— Goal —
Leave out the pictures and copy every record exactly.

(Records of labeled points)
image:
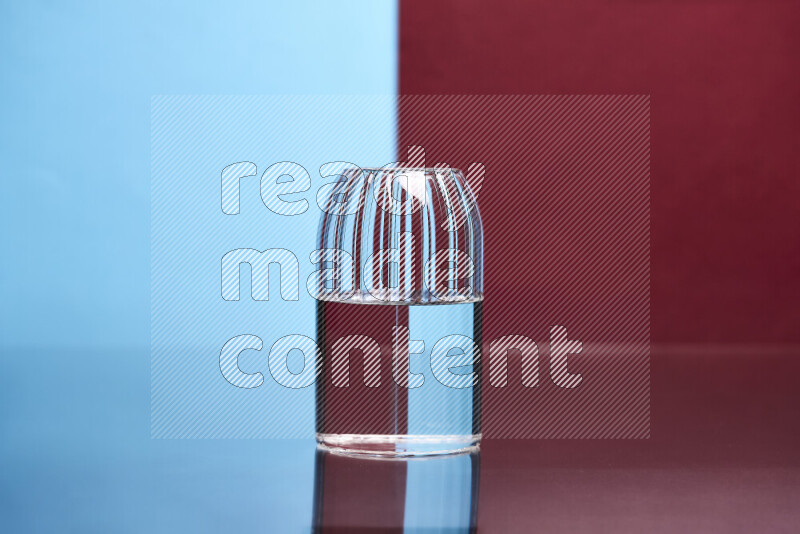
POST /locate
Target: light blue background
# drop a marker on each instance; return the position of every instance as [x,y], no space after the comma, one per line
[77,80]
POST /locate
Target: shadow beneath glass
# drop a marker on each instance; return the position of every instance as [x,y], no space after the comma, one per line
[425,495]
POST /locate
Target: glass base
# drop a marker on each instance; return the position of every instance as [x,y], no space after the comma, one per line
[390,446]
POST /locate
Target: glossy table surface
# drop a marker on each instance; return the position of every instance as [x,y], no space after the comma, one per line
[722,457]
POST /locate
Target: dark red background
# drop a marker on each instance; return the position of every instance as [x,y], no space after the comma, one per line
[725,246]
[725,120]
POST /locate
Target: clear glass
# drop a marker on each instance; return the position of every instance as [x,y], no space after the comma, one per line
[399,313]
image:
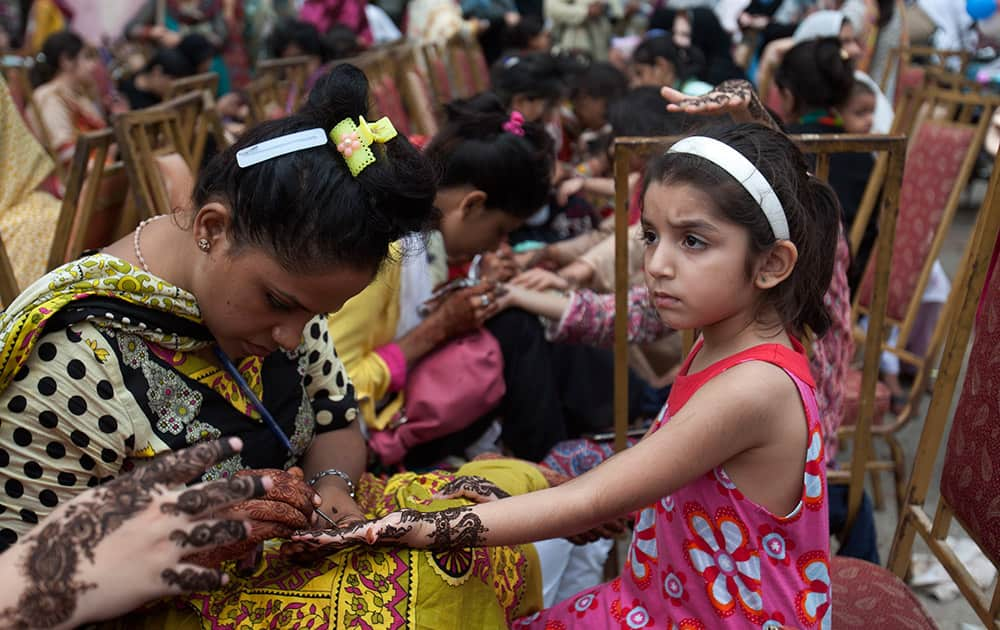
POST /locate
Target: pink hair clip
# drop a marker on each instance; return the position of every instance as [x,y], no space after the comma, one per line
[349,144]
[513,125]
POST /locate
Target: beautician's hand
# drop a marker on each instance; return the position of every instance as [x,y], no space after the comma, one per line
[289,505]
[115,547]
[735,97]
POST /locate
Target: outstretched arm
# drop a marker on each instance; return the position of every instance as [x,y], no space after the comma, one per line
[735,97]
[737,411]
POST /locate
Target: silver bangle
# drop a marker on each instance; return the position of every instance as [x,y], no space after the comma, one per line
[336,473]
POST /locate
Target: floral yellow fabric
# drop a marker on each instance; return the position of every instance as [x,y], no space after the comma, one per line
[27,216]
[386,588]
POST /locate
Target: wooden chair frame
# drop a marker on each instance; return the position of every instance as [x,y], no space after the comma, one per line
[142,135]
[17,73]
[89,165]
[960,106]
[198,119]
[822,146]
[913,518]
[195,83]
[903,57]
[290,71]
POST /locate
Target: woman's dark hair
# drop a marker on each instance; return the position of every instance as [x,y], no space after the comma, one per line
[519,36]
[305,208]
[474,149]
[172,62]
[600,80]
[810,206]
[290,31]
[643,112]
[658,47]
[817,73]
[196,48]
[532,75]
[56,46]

— Written answer —
image:
POST /locate
Target: light blue background
# drop a marker on each instance; return the position of every instance as [x,y], no space after the comma, one per line
[77,80]
POST /locate
Target: shadow beneath glass
# drop a marker on each instance; return the position of every instance as [x,y], no space after the comma, one per line
[425,495]
POST /locate
Target: glass base
# drop a marker on each instance; return the position of every instance as [x,y], no space after the comma, one per line
[390,446]
POST /locate
Target: glossy table surface
# drop a marker on each instance; return the position of every instance as [x,y], no space after the comma, one per line
[722,457]
POST /locate
Target: dark red background
# drop a marker on each instance; return the position of every instance as [x,y], no space after the comma, one per line
[725,246]
[725,120]
POST /locate
Target: clear glass
# drop a marker on each instance; return the position of every instance as [x,y], no space after the comma, one per line
[399,313]
image:
POST /locate
Target: pink hair clip
# drop a marker on each instance; return the position of every instance as [x,y], no space after the comma, one per line
[349,144]
[513,125]
POST /locate
Target: beautician's hand
# drop a marker on each instance; return the position of every instance as [x,y], no space after the comma, one per line
[289,505]
[115,547]
[735,97]
POST /locate
Target: outstretched arm
# drop a marker on each instance; return the position of every instance as [x,y], no space after the comma, one per line
[735,97]
[737,411]
POST /locate
Target: silver bangle
# drop a marker on each instance; return the position of every instance as [x,y], no space after the comma, one per line
[336,473]
POST /locate
Target: floral yellow fabric
# drop a marker on each instance; return the position of every instance as [x,y], no space after the comma, one per line
[27,216]
[386,588]
POST /locate
Target: wooden chair frame
# drop a marker on each instance; return the position of every instance as [x,y], no space after the comma, one per line
[142,135]
[17,73]
[89,165]
[960,106]
[198,119]
[822,146]
[913,518]
[195,83]
[903,57]
[290,71]
POST /locate
Target: woman's dark hair
# drop a marker on each instance; return the position of every instance as [x,y], no space after the comma, one per line
[519,36]
[305,208]
[474,149]
[172,62]
[600,80]
[810,206]
[290,31]
[643,112]
[658,47]
[817,73]
[196,48]
[532,75]
[56,46]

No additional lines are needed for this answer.